[Aufgabenstellung]
Übertragen Sie den Satz „Über Nacht waren alle Mundschutzmasken ausverkauft – das gleiche galt für Vitamin-C-Brausetabletten.“ aus dem bereitgestellten Text ins Englische.

[Bereitgestellter Text]
'''

Ein Beitrag von: Alexander Pollnow
Der Zeitpunkt hätte nicht schlechter sein können. Pünktlich zum chinesischen Neujahrsfest, wenn die größte jährliche Völkerwanderung beginnt, bricht ein Virus aus. Man stelle sich vor: 400 Millionen Menschen machen sich auf die Reise – mit dem Auto, der Bahn oder im Flugzeug.
Drei Milliarden Reisen innerhalb von 40 Tagen. Shanghai, die Stadt, in der ich lebe, ist traditionell eine Stadt mit hoher Inlandsimmigration. Das bedeutet, dass knapp 40 % der 24 Millionen Einwohner*innen nicht gebürtig aus Shanghai sind und ein Großteil davon zum Neujahrsfest nach Hause fährt.
Hinzu kommen die, die zu dieser Zeit in den Urlaub fliegen. Bis zu diesem Jahr gehörte ich auch dazu. In den vier Jahren, die ich jetzt in China lebe, war es mein erstes Neujahr, das ich in Shanghai verbracht habe. Ich wollte es auch einmal erlebt haben: Die Ruhe in der sonst so hektischen Stadt. Leergefegte Straßen. Doch dann überschlugen sich die Nachrichten.
Es ist nun bestätigt, dass der Coronavirus von Mensch zu Mensch übertragen werden kann. Über Nacht waren alle Mundschutzmasken ausverkauft – das gleiche galt für Vitamin-C-Brausetabletten. Im Internet kursieren Videos von Hysterien in Apotheken. Denen, die alt genug sind, kamen die Erinnerungen an das letzte Auftreten eines Virus im Jahr 2003 wieder hoch.
In Shanghai habe ich davon nicht so viel mitbekommen. Zugegeben, anfangs war ich die meiste Zeit zuhause und bin nur ab und zu mal rausgegangen. Und das erste Mal eigentlich auch nur, um mir endlich einmal die Beine vertreten zu können.
Als ich dann angefangen hatte, zu fotografieren, wurde mir bewusst, was für wahnsinnig interessante Geschichten es hier zu erzählen gibt. Ideen sind günstig, sagt man. „Rausgehen und machen“ hat sich dann doch schwieriger gestaltet als gedacht. Die Leere einzufangen und eine Geschichte zu erzählen, hat mich ganz schön gefordert.

'''

[Erfasste Daten]
'''

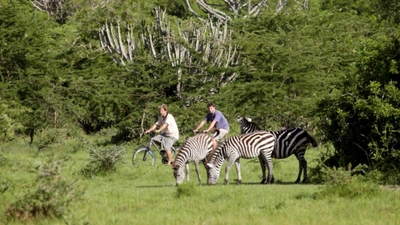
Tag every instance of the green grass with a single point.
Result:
(149, 196)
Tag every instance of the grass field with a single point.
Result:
(149, 196)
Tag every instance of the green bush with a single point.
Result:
(51, 198)
(342, 183)
(103, 160)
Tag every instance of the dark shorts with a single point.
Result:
(166, 142)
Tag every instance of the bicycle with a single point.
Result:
(145, 155)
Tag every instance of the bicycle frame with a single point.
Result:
(148, 149)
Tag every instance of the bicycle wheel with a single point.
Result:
(143, 157)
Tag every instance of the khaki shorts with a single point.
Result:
(165, 141)
(219, 134)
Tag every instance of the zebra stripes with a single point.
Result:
(246, 126)
(289, 141)
(194, 149)
(257, 144)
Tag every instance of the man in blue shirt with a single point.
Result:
(219, 125)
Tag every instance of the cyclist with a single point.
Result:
(219, 124)
(169, 131)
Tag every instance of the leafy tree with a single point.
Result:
(363, 115)
(289, 61)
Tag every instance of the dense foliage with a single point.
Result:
(333, 66)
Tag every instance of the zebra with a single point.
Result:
(288, 141)
(257, 144)
(246, 126)
(194, 149)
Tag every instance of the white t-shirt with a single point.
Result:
(172, 128)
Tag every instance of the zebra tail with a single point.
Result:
(312, 140)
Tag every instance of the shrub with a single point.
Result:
(103, 160)
(343, 183)
(51, 197)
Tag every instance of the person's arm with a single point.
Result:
(162, 128)
(199, 126)
(211, 126)
(151, 128)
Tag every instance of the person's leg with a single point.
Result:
(218, 138)
(168, 143)
(169, 155)
(215, 143)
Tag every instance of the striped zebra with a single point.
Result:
(194, 149)
(257, 144)
(288, 141)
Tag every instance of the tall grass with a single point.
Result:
(131, 195)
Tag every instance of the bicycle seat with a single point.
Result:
(164, 156)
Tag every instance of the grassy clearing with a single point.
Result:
(148, 195)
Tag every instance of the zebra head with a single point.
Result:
(179, 174)
(212, 174)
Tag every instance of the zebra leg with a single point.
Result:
(187, 171)
(231, 160)
(304, 164)
(263, 168)
(196, 164)
(268, 160)
(237, 165)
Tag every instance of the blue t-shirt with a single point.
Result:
(221, 123)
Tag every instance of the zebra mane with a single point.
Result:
(218, 150)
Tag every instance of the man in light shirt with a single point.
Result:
(168, 129)
(219, 124)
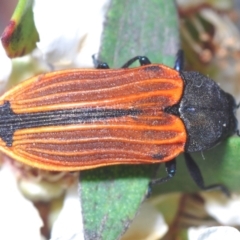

'''

[Lösung zur Aufgabe]
Overnight, all face masks were sold out – the same was true of effervescent vitamin C tablets.